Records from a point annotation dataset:
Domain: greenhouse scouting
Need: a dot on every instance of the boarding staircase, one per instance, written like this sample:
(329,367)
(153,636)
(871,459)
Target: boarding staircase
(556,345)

# [Given exercise]
Reproduce the records above, substituting "loading ramp" for every occurrence of "boarding staircase" and leaving all other text unchanged.

# [Solution for this exercise]
Domain: greenhouse scouting
Need: a dot on every instance of the loading ramp, one per instance, written like this sample:
(329,367)
(153,636)
(871,459)
Target: loading ramp
(556,345)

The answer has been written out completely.